[Document extract]
··········

It's strange what the internet can throw up, which is pretty much everything. This morning on my usual trawl through cyberspace, I came across something I wrote so many years ago.
Since this is so close to my heart, I'm going to re-create this piece. Thanks Bhupinder for keeping the memory alive. IN MEMORIAM:
http://www.geocities.com/bhupindersingh2/tkr/tkr.htmT.K. Ramasamy (1940-27th Feb 2002)
Born in Tamil Nadu and having grown up in Nagpur, TKR worked with Hitvad (Nagpur), Patriot (Delhi), New Wave (Delhi) and for the last 20 years of his life with The Tribune (Chandigarh), for the last 2 years in his capacity as the Editorial Advisor to the Tribune.
He was responsible for the high quality of the editorial and the Book Review pages, especially to the latter where he encouraged a number of young writers to contribute. All his life TKR remained a committed journalist with left wing leanings.http://www.geocities.com/bhupindersingh2/tkr/soul.htmThis Soul Will Live On
4th March 2002 by Deepika Shetty
The news reached me when I was at my Dad's house in Dehra Dun. Somehow, I knew when I met him on the evening of February the 25th, it would be for the last time. But little did I know that the end would be so near.
Mr Ramasamy, as I called him, responded to my annual call, with the usual warmth: "Deepika, the doors to my house are open for you, come any time." My husband and I reached in the evening and there he was, busy at work, editing a copy, which after nearly 20 minutes of chatting with us, he told the office, would reach them in "two minutes".
Work for him always came first and I knew instinctively it was time for us to leave. He told me to visit him again the next day, "no more copies to edit tomorrow," he said, but we were to leave town, to complete our holiday which like the rest of our days is one that wraps itself up in a flurry.

··········

[Exercise goal]
Turn the paragraph in the tribute to T.K. Ramasamy that begins "Born in Tamil Nadu" into a short bulleted list that keeps its main facts.

··········

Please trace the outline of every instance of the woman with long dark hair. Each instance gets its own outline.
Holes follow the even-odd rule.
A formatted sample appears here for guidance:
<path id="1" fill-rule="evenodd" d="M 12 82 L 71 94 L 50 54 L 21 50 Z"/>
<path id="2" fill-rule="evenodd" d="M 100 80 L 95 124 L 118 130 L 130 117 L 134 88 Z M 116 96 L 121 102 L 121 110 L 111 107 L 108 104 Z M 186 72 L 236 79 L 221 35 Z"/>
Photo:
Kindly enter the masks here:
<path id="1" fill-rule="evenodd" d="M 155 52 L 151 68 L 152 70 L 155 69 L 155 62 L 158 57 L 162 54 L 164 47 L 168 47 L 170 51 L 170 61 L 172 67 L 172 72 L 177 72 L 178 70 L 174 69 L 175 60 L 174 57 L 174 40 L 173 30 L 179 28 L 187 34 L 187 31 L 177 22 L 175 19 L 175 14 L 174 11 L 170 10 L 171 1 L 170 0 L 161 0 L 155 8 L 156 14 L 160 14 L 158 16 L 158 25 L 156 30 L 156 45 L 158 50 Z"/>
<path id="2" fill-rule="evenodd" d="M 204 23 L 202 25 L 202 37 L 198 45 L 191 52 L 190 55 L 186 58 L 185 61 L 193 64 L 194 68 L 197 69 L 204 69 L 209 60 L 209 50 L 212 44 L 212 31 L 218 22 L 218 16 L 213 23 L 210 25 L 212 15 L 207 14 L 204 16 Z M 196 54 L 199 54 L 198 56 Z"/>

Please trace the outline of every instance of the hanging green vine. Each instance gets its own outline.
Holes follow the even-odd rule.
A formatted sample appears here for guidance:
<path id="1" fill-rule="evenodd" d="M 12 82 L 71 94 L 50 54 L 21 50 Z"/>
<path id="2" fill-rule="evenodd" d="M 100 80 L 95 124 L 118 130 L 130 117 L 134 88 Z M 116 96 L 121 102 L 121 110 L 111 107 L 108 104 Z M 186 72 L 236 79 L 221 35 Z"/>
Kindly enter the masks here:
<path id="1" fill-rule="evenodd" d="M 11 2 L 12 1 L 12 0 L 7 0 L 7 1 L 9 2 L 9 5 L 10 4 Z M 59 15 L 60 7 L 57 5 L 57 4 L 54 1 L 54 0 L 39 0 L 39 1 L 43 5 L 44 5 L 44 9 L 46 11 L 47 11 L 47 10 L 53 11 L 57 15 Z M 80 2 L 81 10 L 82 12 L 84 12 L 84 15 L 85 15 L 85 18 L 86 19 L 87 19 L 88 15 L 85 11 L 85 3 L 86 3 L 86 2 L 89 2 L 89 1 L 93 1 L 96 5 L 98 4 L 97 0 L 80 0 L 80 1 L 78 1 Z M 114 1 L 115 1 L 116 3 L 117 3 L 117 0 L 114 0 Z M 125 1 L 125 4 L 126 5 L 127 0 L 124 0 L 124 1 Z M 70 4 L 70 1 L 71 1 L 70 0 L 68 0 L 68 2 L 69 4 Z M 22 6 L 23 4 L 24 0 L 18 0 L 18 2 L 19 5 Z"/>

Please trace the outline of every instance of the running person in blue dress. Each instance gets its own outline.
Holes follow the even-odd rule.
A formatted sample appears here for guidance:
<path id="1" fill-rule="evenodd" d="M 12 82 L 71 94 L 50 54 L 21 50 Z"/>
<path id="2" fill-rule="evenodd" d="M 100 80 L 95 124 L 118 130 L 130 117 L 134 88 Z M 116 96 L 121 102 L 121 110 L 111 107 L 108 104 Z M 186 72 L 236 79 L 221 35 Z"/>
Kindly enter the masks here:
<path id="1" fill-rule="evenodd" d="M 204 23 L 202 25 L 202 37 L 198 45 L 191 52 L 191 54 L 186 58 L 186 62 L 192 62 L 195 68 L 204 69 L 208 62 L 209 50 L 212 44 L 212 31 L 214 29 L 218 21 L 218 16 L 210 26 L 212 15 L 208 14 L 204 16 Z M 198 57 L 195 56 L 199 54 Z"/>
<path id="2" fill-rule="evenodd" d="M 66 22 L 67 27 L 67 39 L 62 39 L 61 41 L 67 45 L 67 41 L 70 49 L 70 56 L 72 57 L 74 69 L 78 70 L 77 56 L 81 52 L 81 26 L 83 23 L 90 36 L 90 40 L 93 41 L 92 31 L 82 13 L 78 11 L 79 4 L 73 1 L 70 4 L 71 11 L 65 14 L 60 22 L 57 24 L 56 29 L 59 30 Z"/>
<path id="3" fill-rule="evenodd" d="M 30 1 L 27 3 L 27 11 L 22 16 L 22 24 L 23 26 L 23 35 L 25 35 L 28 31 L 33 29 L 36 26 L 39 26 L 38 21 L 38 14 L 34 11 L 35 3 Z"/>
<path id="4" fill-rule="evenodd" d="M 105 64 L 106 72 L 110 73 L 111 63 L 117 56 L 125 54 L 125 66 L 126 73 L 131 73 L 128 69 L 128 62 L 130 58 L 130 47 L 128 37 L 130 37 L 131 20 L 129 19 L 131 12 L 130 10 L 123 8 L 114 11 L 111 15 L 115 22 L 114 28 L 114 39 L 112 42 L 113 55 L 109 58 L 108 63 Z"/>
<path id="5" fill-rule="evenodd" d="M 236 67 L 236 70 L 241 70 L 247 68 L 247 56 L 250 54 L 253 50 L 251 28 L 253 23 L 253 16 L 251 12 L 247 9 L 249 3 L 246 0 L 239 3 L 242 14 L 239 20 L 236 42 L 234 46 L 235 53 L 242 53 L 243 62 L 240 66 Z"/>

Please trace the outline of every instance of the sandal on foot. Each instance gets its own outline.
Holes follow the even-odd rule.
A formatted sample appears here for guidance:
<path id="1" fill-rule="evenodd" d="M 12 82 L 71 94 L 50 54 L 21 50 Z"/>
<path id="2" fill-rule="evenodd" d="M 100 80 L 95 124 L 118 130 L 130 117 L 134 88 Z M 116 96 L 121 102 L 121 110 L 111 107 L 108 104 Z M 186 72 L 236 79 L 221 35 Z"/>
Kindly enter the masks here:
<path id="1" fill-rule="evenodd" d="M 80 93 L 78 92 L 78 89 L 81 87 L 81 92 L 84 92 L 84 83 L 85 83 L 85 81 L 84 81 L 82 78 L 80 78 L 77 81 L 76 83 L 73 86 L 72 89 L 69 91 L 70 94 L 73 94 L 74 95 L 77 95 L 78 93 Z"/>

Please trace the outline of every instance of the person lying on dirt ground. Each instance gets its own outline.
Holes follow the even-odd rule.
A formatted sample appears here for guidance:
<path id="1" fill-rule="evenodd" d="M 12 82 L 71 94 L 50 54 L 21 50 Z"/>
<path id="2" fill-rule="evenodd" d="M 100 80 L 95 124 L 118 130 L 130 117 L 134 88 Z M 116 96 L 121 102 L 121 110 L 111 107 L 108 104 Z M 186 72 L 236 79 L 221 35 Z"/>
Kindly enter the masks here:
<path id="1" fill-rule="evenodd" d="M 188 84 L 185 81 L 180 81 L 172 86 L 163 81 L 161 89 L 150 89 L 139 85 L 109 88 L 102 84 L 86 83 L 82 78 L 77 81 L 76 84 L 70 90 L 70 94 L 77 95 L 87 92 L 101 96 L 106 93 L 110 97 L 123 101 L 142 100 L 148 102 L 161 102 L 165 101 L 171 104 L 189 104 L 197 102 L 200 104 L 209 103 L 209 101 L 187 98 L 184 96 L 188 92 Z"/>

··········

[Task response]
- Born in Tamil Nadu and grew up in Nagpur
- Worked with Hitvad (Nagpur), Patriot (Delhi) and New Wave (Delhi)
- Spent the last 20 years of his life with The Tribune (Chandigarh)
- Served as Editorial Advisor to The Tribune for his last 2 years